> [Required work]: Your task is to retype each line of the data below exactly.

BEGIN Material for the task

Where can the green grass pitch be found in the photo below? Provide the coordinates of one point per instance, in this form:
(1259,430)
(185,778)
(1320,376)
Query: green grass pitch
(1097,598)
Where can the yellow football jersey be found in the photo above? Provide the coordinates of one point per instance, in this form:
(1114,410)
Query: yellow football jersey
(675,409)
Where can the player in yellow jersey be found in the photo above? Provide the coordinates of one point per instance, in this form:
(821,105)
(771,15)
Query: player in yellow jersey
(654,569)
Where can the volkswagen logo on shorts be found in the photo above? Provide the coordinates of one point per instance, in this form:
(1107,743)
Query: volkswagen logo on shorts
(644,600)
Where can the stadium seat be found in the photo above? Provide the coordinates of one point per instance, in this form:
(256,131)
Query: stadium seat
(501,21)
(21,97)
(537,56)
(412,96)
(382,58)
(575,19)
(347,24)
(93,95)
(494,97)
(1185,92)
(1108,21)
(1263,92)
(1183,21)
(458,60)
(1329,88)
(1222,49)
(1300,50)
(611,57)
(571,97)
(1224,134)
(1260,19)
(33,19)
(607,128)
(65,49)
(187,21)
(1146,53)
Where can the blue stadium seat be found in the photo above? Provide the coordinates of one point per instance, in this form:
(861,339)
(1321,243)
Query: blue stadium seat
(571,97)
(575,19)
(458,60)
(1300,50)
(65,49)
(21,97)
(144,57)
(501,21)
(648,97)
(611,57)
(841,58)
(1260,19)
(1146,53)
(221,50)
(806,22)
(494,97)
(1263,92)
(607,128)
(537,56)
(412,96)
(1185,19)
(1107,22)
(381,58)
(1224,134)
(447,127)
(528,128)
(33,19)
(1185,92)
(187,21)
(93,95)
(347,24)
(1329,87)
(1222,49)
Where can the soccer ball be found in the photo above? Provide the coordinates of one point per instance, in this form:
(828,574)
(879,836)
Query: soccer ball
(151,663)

END Material for the task

> [Written response]:
Where can the green grass pitch be found in the photo below? Provide the coordinates of one point per instance, in this form:
(1259,430)
(185,778)
(1320,376)
Query: green grass pitch
(1097,598)
Where can the yellow football jersey be found in the photo above? Provide the coordinates of one point per instance, in this form:
(1114,410)
Query: yellow football jersey
(675,409)
Where can the player in yellow jersey be found in the photo above? Provide the coordinates of one point per instance, in this form:
(821,105)
(771,15)
Query: player in yellow jersey
(654,569)
Where can the volkswagen logo on shorts be found in the photo above? Provide the coordinates of one point per instance, in this form:
(1107,743)
Query: volkswagen logo on shorts
(644,600)
Where can the stadium seat be found in the photo above? Provide the coordinates of one point per instance, in this form:
(256,131)
Query: stadium seat
(501,21)
(21,97)
(537,56)
(412,96)
(382,58)
(575,19)
(347,24)
(93,95)
(494,97)
(1185,92)
(1108,21)
(1263,92)
(1183,21)
(458,60)
(1329,88)
(1222,49)
(1300,50)
(611,57)
(571,97)
(1224,134)
(1260,19)
(33,19)
(607,128)
(65,49)
(187,21)
(1146,53)
Where can the blue stadium seat be found in the photo above? Provide the coordinates of one point per instance, in this form:
(861,339)
(1321,243)
Query: blue stadium seat
(571,97)
(575,19)
(458,60)
(1300,50)
(65,49)
(21,97)
(144,57)
(501,21)
(648,97)
(611,57)
(841,58)
(1260,19)
(1146,53)
(221,50)
(806,22)
(494,97)
(1263,92)
(607,128)
(537,56)
(412,96)
(1185,19)
(1107,22)
(381,58)
(1224,134)
(447,127)
(528,128)
(33,19)
(1185,92)
(187,21)
(93,95)
(347,24)
(1329,87)
(1222,49)
Where can the soccer ball be found in the photo above? Provide the coordinates of one point per instance, in this form:
(828,574)
(879,836)
Query: soccer ball
(151,663)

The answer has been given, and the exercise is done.